(Excerpts from point annotation data)
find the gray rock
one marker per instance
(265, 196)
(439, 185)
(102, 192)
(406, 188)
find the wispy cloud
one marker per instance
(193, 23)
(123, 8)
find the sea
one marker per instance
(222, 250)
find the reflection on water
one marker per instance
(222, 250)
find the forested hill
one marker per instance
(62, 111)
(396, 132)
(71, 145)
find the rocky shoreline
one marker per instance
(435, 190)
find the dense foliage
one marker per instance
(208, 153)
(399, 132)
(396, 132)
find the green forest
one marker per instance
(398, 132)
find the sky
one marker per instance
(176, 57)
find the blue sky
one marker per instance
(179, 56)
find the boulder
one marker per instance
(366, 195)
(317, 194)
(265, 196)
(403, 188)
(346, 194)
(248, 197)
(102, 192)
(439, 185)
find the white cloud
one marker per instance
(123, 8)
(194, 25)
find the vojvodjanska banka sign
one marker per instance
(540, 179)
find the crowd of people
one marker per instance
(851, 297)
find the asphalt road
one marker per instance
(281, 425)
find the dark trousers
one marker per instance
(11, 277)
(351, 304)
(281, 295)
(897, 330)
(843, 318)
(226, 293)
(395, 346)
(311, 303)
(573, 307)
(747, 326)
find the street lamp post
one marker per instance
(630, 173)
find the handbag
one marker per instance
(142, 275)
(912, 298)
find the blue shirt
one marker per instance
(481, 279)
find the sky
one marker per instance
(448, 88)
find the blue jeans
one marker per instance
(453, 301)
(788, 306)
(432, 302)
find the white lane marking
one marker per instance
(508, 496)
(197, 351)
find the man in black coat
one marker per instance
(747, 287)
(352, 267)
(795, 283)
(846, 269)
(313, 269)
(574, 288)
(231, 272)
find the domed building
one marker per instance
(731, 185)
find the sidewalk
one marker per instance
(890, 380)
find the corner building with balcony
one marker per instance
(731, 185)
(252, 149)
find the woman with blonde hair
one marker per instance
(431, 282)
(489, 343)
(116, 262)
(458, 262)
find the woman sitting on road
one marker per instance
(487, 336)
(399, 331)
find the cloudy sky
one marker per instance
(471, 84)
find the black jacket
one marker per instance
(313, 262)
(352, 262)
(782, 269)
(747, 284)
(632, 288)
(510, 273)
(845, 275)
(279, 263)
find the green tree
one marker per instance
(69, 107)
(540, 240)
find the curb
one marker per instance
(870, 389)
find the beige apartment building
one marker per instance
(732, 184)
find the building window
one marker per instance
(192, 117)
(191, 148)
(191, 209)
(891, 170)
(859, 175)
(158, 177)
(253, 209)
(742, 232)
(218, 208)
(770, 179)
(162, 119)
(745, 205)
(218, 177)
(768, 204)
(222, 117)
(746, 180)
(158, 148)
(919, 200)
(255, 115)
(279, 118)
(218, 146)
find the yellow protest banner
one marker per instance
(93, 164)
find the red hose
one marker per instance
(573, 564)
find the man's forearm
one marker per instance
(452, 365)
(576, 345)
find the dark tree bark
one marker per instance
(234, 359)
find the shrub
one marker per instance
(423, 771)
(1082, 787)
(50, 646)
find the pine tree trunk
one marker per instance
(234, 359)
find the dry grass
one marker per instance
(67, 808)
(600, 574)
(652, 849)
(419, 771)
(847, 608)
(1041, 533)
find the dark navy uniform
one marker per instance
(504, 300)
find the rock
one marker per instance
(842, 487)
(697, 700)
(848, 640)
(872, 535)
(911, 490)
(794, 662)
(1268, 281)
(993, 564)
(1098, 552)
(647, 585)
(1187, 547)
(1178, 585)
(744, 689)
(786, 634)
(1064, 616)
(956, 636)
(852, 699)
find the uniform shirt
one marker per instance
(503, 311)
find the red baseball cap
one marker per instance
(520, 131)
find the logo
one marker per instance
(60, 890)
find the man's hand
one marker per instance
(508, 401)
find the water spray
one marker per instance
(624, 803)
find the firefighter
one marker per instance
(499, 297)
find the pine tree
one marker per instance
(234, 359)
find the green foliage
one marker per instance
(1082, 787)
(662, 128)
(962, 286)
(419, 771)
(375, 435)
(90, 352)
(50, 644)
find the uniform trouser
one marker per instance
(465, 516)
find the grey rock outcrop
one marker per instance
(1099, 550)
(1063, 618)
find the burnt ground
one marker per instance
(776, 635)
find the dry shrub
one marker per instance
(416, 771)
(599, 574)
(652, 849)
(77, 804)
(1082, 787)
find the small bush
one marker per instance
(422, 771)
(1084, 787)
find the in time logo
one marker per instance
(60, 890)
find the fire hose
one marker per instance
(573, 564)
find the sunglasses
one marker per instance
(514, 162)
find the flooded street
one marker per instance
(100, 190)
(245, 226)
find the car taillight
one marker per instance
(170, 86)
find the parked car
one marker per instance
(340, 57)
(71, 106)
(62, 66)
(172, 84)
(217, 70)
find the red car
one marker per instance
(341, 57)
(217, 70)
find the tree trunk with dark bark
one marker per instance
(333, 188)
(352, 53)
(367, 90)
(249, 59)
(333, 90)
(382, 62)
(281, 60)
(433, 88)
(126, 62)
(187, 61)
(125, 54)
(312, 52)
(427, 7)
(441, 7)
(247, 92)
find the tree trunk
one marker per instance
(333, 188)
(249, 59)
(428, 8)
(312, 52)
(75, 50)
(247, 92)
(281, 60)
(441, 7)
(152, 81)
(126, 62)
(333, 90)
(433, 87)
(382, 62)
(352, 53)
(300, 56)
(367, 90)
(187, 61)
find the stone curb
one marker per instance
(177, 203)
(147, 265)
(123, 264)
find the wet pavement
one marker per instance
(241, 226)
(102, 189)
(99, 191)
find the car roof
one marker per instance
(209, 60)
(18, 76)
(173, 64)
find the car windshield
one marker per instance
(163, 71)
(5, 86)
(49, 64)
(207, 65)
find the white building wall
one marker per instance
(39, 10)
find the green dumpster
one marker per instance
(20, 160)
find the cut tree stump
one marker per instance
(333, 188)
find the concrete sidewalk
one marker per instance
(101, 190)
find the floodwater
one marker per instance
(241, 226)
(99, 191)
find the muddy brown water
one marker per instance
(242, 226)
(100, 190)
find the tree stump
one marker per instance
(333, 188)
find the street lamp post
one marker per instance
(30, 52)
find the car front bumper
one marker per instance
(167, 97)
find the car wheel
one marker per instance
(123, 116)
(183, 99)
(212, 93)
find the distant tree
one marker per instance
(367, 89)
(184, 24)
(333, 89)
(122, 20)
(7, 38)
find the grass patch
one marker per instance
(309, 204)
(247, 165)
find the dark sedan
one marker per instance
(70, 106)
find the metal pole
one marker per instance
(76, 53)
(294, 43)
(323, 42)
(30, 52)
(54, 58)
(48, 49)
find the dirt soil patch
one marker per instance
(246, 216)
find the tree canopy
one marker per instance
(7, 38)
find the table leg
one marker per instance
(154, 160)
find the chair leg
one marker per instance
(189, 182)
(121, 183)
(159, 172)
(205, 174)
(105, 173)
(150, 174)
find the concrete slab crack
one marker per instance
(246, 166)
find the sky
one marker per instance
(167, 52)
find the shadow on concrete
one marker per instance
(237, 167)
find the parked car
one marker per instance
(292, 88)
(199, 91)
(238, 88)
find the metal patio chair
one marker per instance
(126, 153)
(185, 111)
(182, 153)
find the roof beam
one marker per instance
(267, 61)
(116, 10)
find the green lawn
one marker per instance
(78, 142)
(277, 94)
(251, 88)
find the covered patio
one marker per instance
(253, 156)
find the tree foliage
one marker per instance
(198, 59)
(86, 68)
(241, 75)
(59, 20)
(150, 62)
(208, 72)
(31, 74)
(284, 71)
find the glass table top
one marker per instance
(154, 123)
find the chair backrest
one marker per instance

### Do this
Word for word, write out the data.

### Result for this task
find the gray rock
one marker per instance
(265, 196)
(439, 185)
(102, 192)
(406, 188)
find the wispy cloud
one marker per instance
(193, 23)
(123, 8)
find the sea
one marker per instance
(222, 250)
find the reflection on water
one marker per instance
(222, 250)
find the forested hill
one marker per instance
(62, 111)
(396, 132)
(71, 145)
find the rocky shoreline
one marker per instance
(435, 190)
find the dense foliage
one marker per instance
(208, 153)
(399, 132)
(396, 132)
find the green forest
one marker per instance
(398, 132)
find the sky
one marker per instance
(176, 57)
find the blue sky
one marker per instance
(179, 56)
find the boulder
one marker per instance
(366, 195)
(317, 194)
(265, 196)
(403, 188)
(346, 194)
(248, 197)
(102, 192)
(439, 185)
find the white cloud
one marker per instance
(123, 8)
(194, 25)
find the vojvodjanska banka sign
one marker per instance
(540, 179)
find the crowd of people
one marker per instance
(851, 297)
find the asphalt road
one marker per instance
(281, 425)
find the dark trousers
one marker per instance
(11, 277)
(351, 304)
(281, 295)
(897, 330)
(843, 318)
(226, 293)
(395, 346)
(311, 303)
(573, 307)
(747, 326)
find the street lamp post
one marker per instance
(630, 173)
find the handbag
one marker per instance
(142, 275)
(912, 298)
find the blue shirt
one marker per instance
(481, 279)
find the sky
one marker per instance
(448, 88)
find the blue jeans
one marker per instance
(453, 301)
(788, 306)
(432, 302)
find the white lane marking
one marker per instance
(508, 496)
(197, 351)
find the man in black coat
one marker per instance
(747, 287)
(352, 267)
(795, 283)
(846, 269)
(313, 269)
(574, 288)
(231, 272)
find the domed building
one marker per instance
(731, 185)
find the sidewalk
one marker per instance
(890, 380)
find the corner building with balcony
one marker per instance
(731, 185)
(252, 149)
find the woman with blonde hair
one marker per instance
(431, 282)
(489, 343)
(116, 262)
(458, 262)
find the woman sitting on road
one marker per instance
(487, 336)
(399, 331)
find the cloudy sky
one marker per instance
(471, 84)
find the black jacket
one marker per instance
(313, 262)
(352, 262)
(782, 269)
(747, 284)
(632, 288)
(510, 273)
(845, 275)
(279, 263)
find the green tree
one marker per instance
(69, 107)
(540, 240)
find the curb
one marker per instance
(870, 389)
find the beige apartment building
one marker per instance
(732, 184)
find the building window
one marker per instance
(192, 117)
(191, 148)
(191, 209)
(891, 170)
(859, 175)
(158, 177)
(253, 209)
(742, 232)
(218, 208)
(770, 179)
(162, 119)
(745, 205)
(218, 177)
(768, 204)
(222, 117)
(746, 180)
(158, 148)
(919, 200)
(255, 115)
(279, 118)
(218, 146)
find the yellow protest banner
one marker per instance
(93, 164)
find the red hose
one marker per instance
(573, 564)
find the man's forearm
one marker per instance
(452, 365)
(576, 345)
find the dark tree bark
one marker per instance
(234, 359)
find the shrub
one marker per instance
(423, 771)
(1082, 787)
(50, 646)
find the pine tree trunk
one marker per instance
(234, 359)
find the dry grass
one marker per instance
(67, 808)
(600, 574)
(652, 849)
(419, 771)
(847, 608)
(1041, 533)
find the dark navy uniform
one marker per instance
(504, 300)
find the rock
one marker per instance
(842, 487)
(697, 700)
(848, 640)
(872, 535)
(911, 490)
(794, 662)
(1268, 281)
(993, 564)
(1098, 552)
(647, 585)
(1187, 547)
(1178, 585)
(744, 689)
(786, 634)
(1064, 616)
(956, 636)
(852, 699)
find the uniform shirt
one marker per instance
(503, 311)
find the red baseball cap
one marker per instance
(520, 131)
find the logo
one marker per instance
(60, 890)
find the man's hand
one marker per instance
(508, 401)
find the water spray
one marker per instance
(624, 803)
find the firefighter
one marker per instance
(499, 297)
find the pine tree
one marker per instance
(234, 359)
find the green foliage
one marker per instance
(1082, 787)
(662, 128)
(962, 286)
(419, 771)
(375, 435)
(90, 352)
(50, 644)
find the uniform trouser
one marker per instance
(465, 516)
find the grey rock outcrop
one marker per instance
(1099, 550)
(1063, 618)
find the burnt ground
one marker per instance
(776, 635)
find the dry shrub
one marker per instance
(416, 771)
(599, 574)
(652, 849)
(77, 804)
(1082, 787)
find the small bush
one marker per instance
(422, 771)
(1084, 787)
find the in time logo
one marker per instance
(60, 890)
find the fire hose
one marker per instance
(573, 564)
find the sunglasses
one marker per instance
(514, 162)
find the flooded street
one marker per instance
(100, 190)
(245, 226)
find the car taillight
one marker per instance
(170, 86)
find the parked car
one marker per instance
(340, 57)
(71, 106)
(62, 66)
(172, 84)
(217, 70)
find the red car
one marker per instance
(341, 57)
(217, 70)
find the tree trunk with dark bark
one marker per instance
(333, 188)
(352, 53)
(367, 90)
(249, 59)
(333, 90)
(382, 62)
(281, 60)
(433, 88)
(126, 62)
(187, 61)
(125, 54)
(312, 52)
(427, 7)
(441, 7)
(247, 92)
find the tree trunk
one marker per instance
(333, 188)
(249, 59)
(428, 8)
(312, 52)
(75, 50)
(247, 92)
(281, 60)
(441, 7)
(152, 81)
(126, 62)
(333, 90)
(433, 87)
(382, 62)
(352, 53)
(300, 56)
(367, 90)
(187, 61)
find the stone curb
one marker per instance
(177, 203)
(147, 265)
(123, 264)
find the wet pavement
one marker per instance
(241, 226)
(102, 189)
(99, 191)
find the car roof
one marker per instance
(209, 60)
(18, 76)
(173, 64)
find the car windshield
one marker per instance
(163, 71)
(5, 86)
(49, 64)
(207, 65)
find the white building wall
one marker per instance
(39, 10)
find the green dumpster
one marker per instance
(20, 160)
find the cut tree stump
one marker per instance
(333, 188)
find the concrete sidewalk
one marker per instance
(101, 190)
find the floodwater
one marker per instance
(241, 226)
(99, 191)
find the muddy brown water
one marker per instance
(242, 226)
(100, 190)
find the tree stump
one marker per instance
(333, 188)
find the street lamp post
one marker per instance
(30, 52)
find the car front bumper
one marker per instance
(167, 97)
find the car wheel
one marker per instance
(123, 116)
(183, 99)
(212, 93)
find the distant tree
one marker per instance
(367, 89)
(184, 24)
(333, 89)
(122, 20)
(7, 38)
find the grass patch
one marker per instance
(309, 204)
(247, 165)
find the dark sedan
one marker per instance
(70, 106)
find the metal pole
one marker per instance
(76, 53)
(294, 43)
(323, 42)
(30, 52)
(54, 58)
(48, 49)
find the dirt soil patch
one marker per instance
(246, 216)
find the tree canopy
one marker per instance
(7, 38)
find the table leg
one marker per instance
(154, 160)
find the chair leg
one marker per instance
(189, 182)
(121, 183)
(159, 172)
(205, 174)
(105, 173)
(150, 174)
find the concrete slab crack
one marker per instance
(246, 166)
find the sky
one marker per instance
(167, 52)
find the shadow on concrete
one marker per instance
(237, 167)
find the parked car
one marker per instance
(292, 88)
(199, 91)
(238, 88)
find the metal patio chair
one marker per instance
(126, 153)
(185, 111)
(182, 153)
find the roof beam
one marker per instance
(267, 61)
(116, 10)
find the green lawn
one marker per instance
(78, 142)
(277, 94)
(251, 88)
find the covered patio
one marker per instance
(253, 156)
find the tree foliage
one marker per instance
(198, 59)
(86, 68)
(241, 75)
(59, 20)
(150, 62)
(208, 72)
(31, 74)
(284, 71)
find the glass table top
one marker per instance
(154, 123)
find the chair backrest
one marker per instance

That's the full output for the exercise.